*** MATERIAL PROVIDED ***

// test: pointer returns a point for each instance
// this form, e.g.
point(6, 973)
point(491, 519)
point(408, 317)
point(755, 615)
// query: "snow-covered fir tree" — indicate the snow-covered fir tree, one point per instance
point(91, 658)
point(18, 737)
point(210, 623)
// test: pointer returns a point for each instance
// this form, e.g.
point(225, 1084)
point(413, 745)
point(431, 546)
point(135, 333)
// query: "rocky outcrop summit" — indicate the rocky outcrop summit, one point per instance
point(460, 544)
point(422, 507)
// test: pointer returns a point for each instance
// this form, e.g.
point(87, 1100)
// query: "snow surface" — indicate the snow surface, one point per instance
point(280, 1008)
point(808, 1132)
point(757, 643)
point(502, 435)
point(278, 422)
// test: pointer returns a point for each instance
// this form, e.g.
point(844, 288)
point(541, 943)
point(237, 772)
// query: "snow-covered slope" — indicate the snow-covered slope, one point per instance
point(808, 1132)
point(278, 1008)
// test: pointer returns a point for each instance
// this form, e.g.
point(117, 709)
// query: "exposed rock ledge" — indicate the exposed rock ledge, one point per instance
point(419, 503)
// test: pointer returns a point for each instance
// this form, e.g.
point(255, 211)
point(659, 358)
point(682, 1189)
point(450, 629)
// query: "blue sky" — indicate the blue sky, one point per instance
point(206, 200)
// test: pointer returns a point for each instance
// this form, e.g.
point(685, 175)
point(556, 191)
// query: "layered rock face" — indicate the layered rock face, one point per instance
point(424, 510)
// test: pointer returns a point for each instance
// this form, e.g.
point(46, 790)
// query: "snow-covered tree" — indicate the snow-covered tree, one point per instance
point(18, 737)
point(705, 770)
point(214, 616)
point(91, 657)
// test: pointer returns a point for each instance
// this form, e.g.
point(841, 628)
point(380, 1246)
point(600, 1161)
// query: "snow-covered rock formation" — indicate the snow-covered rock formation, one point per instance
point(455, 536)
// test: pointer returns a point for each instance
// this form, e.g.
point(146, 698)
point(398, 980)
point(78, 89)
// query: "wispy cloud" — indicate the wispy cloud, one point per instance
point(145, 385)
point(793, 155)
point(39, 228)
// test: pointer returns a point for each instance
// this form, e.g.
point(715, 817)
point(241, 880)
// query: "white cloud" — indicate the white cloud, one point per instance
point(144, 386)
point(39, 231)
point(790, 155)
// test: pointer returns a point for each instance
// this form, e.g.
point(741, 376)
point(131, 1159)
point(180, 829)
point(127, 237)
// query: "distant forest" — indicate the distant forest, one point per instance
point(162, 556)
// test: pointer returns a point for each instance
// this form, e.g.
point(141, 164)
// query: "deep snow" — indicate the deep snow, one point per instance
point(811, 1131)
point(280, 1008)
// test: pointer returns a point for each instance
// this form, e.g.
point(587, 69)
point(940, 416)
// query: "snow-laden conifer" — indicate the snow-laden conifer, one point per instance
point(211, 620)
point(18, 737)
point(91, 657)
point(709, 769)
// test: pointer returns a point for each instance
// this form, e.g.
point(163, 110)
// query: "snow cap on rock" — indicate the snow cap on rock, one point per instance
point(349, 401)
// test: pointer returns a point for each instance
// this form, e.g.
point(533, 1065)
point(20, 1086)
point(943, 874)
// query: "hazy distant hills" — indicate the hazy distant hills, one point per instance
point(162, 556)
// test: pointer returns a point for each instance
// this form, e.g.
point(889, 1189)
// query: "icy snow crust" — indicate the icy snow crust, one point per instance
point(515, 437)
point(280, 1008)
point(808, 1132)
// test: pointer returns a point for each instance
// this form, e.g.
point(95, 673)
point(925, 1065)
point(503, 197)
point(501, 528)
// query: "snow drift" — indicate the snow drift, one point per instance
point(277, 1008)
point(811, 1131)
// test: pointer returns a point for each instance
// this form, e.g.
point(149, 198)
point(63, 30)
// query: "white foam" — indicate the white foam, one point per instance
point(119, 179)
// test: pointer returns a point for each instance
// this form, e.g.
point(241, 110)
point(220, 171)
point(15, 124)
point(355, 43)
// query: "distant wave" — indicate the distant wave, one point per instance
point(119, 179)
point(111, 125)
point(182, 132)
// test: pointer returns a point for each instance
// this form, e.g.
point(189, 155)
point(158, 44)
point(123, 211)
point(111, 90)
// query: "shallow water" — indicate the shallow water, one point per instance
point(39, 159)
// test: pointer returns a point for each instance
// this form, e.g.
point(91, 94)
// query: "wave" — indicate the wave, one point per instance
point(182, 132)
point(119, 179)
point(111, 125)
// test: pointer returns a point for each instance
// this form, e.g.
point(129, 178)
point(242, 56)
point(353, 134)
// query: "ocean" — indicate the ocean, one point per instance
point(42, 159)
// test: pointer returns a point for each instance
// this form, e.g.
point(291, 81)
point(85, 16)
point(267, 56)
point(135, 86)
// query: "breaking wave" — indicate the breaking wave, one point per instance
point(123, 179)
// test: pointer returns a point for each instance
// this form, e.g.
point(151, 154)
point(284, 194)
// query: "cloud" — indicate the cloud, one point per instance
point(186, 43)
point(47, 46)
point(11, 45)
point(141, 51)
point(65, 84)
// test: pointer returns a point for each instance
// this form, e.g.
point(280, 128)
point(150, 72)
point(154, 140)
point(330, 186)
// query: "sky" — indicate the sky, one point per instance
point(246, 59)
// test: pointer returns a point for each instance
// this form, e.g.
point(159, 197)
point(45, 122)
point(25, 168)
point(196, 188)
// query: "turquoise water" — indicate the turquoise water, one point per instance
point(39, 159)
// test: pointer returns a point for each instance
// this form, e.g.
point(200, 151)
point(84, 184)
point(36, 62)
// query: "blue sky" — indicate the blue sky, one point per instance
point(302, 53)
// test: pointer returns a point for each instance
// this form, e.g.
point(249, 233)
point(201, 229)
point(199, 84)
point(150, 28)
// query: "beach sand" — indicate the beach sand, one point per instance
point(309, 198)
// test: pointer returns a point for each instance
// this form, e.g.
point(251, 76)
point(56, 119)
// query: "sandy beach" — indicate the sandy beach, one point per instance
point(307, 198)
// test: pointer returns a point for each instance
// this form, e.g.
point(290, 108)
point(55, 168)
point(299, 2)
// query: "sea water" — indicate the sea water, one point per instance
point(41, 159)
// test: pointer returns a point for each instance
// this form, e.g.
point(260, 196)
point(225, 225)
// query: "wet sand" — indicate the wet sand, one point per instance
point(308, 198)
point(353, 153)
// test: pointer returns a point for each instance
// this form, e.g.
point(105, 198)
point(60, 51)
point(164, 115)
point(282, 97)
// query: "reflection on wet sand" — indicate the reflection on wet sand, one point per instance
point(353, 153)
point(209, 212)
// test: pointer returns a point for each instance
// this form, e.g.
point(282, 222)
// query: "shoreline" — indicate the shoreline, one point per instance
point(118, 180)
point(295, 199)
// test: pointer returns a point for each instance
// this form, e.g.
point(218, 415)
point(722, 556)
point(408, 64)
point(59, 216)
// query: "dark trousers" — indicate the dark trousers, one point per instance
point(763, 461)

*** End of MATERIAL PROVIDED ***

WORK ITEM
Please give the listing again exactly, line for line.

EXERCISE OUTPUT
// test: pointer returns a point for each instance
// this form, e.g.
point(6, 973)
point(491, 519)
point(408, 317)
point(755, 615)
// query: "snow-covered fir tree" — indicate the snow-covered fir tree, one point per instance
point(91, 658)
point(18, 737)
point(210, 623)
// test: pointer returns a point for each instance
// this form, e.g.
point(225, 1084)
point(413, 745)
point(431, 546)
point(135, 333)
// query: "rocky outcrop summit" — indicate the rocky outcrop summit, one point per instance
point(460, 544)
point(422, 507)
// test: pointer returns a point for each instance
// this form, e.g.
point(87, 1100)
// query: "snow surface" — indicate the snow surface, one point per instance
point(280, 1008)
point(808, 1132)
point(757, 643)
point(502, 435)
point(278, 422)
// test: pointer returns a point for each instance
// this form, e.g.
point(844, 288)
point(541, 943)
point(237, 772)
// query: "snow-covered slope" — indicate the snow-covered slope, one point per instance
point(808, 1132)
point(278, 1008)
// test: pointer returns a point for each instance
// this form, e.g.
point(117, 709)
// query: "exposed rock ledge" — indicate the exposed rock ledge, one point per instance
point(419, 503)
// test: pointer returns a point for each instance
// this form, e.g.
point(255, 211)
point(659, 358)
point(682, 1189)
point(450, 629)
// query: "blue sky" — indicate the blue sky, one point per instance
point(206, 200)
// test: pointer returns a point for each instance
// this form, e.g.
point(685, 175)
point(556, 191)
// query: "layered rock face" — indicate the layered rock face, one point per instance
point(424, 510)
// test: pointer returns a point for each instance
// this form, e.g.
point(46, 790)
// query: "snow-covered tree" — indicate the snow-covered tree, one point per instance
point(18, 737)
point(705, 770)
point(214, 616)
point(91, 657)
// test: pointer returns a point for each instance
// this form, e.g.
point(841, 628)
point(380, 1246)
point(600, 1161)
// query: "snow-covered rock formation" — indicate the snow-covered rock formation, one point per instance
point(455, 536)
// test: pointer returns a point for each instance
// this form, e.g.
point(146, 698)
point(398, 980)
point(78, 89)
// query: "wispy cloud" — indicate the wispy cloud, one point per instance
point(145, 385)
point(793, 155)
point(39, 228)
// test: pointer returns a point for each instance
// this form, e.g.
point(715, 817)
point(241, 880)
// query: "white cloud" — indicate the white cloud, one point per instance
point(144, 386)
point(39, 231)
point(790, 155)
// test: pointer returns a point for each instance
// this form, e.g.
point(741, 376)
point(131, 1159)
point(180, 829)
point(127, 237)
// query: "distant forest" — indicate the distant forest, one point per instance
point(162, 556)
// test: pointer returns a point for each instance
// this form, e.g.
point(141, 164)
// query: "deep snow" — indicate the deep snow, one point per instance
point(811, 1131)
point(280, 1008)
// test: pointer returns a point for each instance
// this form, e.g.
point(587, 69)
point(940, 416)
// query: "snow-laden conifer" — indicate the snow-laden conifer, one point per instance
point(211, 620)
point(18, 737)
point(91, 657)
point(709, 769)
// test: pointer returns a point for each instance
// this form, e.g.
point(163, 110)
// query: "snow cap on rock" — indicate the snow cap on rock, one point per instance
point(349, 401)
// test: pointer returns a point for each instance
// this form, e.g.
point(533, 1065)
point(20, 1086)
point(943, 874)
// query: "hazy distant hills" — indicate the hazy distant hills, one point per instance
point(162, 556)
// test: pointer returns a point for each instance
// this form, e.g.
point(889, 1189)
// query: "icy snow crust" — indicate the icy snow crust, one point per instance
point(515, 437)
point(280, 1008)
point(808, 1132)
// test: pointer returns a point for each instance
// this form, e.g.
point(95, 673)
point(925, 1065)
point(503, 197)
point(501, 528)
// query: "snow drift" — indicate the snow drift, one point per instance
point(277, 1008)
point(811, 1131)
// test: pointer returns a point for each instance
// this form, e.g.
point(149, 198)
point(63, 30)
// query: "white foam" — indicate the white foam, one point per instance
point(119, 179)
// test: pointer returns a point for each instance
// this form, e.g.
point(241, 110)
point(220, 171)
point(15, 124)
point(355, 43)
// query: "distant wave" — indicate the distant wave, one point per instance
point(119, 179)
point(111, 125)
point(182, 132)
// test: pointer returns a point for each instance
// this form, e.g.
point(189, 155)
point(158, 44)
point(123, 211)
point(111, 90)
// query: "shallow water" — indicate the shallow water, one point per instance
point(39, 159)
// test: pointer returns a point for each instance
// this form, e.g.
point(91, 94)
// query: "wave" — indicate the wave, one point per instance
point(182, 132)
point(119, 179)
point(111, 125)
// test: pointer returns a point for each instance
// this form, e.g.
point(129, 178)
point(242, 56)
point(353, 134)
// query: "ocean" — indicate the ocean, one point per instance
point(42, 159)
// test: pointer returns a point for each instance
// this form, e.g.
point(291, 81)
point(85, 16)
point(267, 56)
point(135, 86)
// query: "breaking wave" — indicate the breaking wave, one point per instance
point(123, 179)
// test: pointer returns a point for each instance
// this form, e.g.
point(151, 154)
point(284, 194)
// query: "cloud" — indicate the cloud, one point per instance
point(186, 43)
point(47, 46)
point(11, 45)
point(141, 51)
point(65, 84)
// test: pointer returns a point for each instance
// this form, e.g.
point(280, 128)
point(150, 72)
point(154, 140)
point(330, 186)
// query: "sky" — indicate the sky, one point per instance
point(246, 59)
// test: pointer returns a point for each instance
// this form, e.g.
point(159, 197)
point(45, 122)
point(25, 168)
point(196, 188)
// query: "turquoise water" — indicate the turquoise water, one point per instance
point(39, 159)
// test: pointer returns a point for each instance
// this form, e.g.
point(200, 151)
point(84, 184)
point(36, 62)
// query: "blue sky" — indicate the blue sky, one point per instance
point(302, 53)
// test: pointer returns a point for each instance
// this form, e.g.
point(249, 233)
point(201, 229)
point(199, 84)
point(150, 28)
// query: "beach sand" — indicate the beach sand, one point per instance
point(309, 198)
// test: pointer returns a point for each instance
// this form, e.g.
point(251, 76)
point(56, 119)
// query: "sandy beach" — indicate the sandy beach, one point per instance
point(307, 198)
// test: pointer returns a point for each instance
// this form, e.g.
point(290, 108)
point(55, 168)
point(299, 2)
// query: "sea water" — indicate the sea water, one point per instance
point(41, 159)
// test: pointer returns a point for each instance
// this form, e.g.
point(260, 196)
point(225, 225)
// query: "wet sand" — indicate the wet sand, one point per instance
point(308, 198)
point(353, 153)
// test: pointer returns a point for each instance
// this form, e.g.
point(105, 198)
point(60, 51)
point(164, 115)
point(282, 97)
// query: "reflection on wet sand" — indicate the reflection on wet sand, one point per instance
point(353, 153)
point(209, 212)
// test: pointer returns a point for each instance
// this form, e.g.
point(282, 222)
// query: "shoreline" — indicate the shoreline, one point per instance
point(118, 180)
point(295, 199)
// test: pointer returns a point for each instance
// this form, e.g.
point(218, 415)
point(722, 556)
point(408, 64)
point(59, 216)
// query: "dark trousers" — indicate the dark trousers, one point per instance
point(763, 461)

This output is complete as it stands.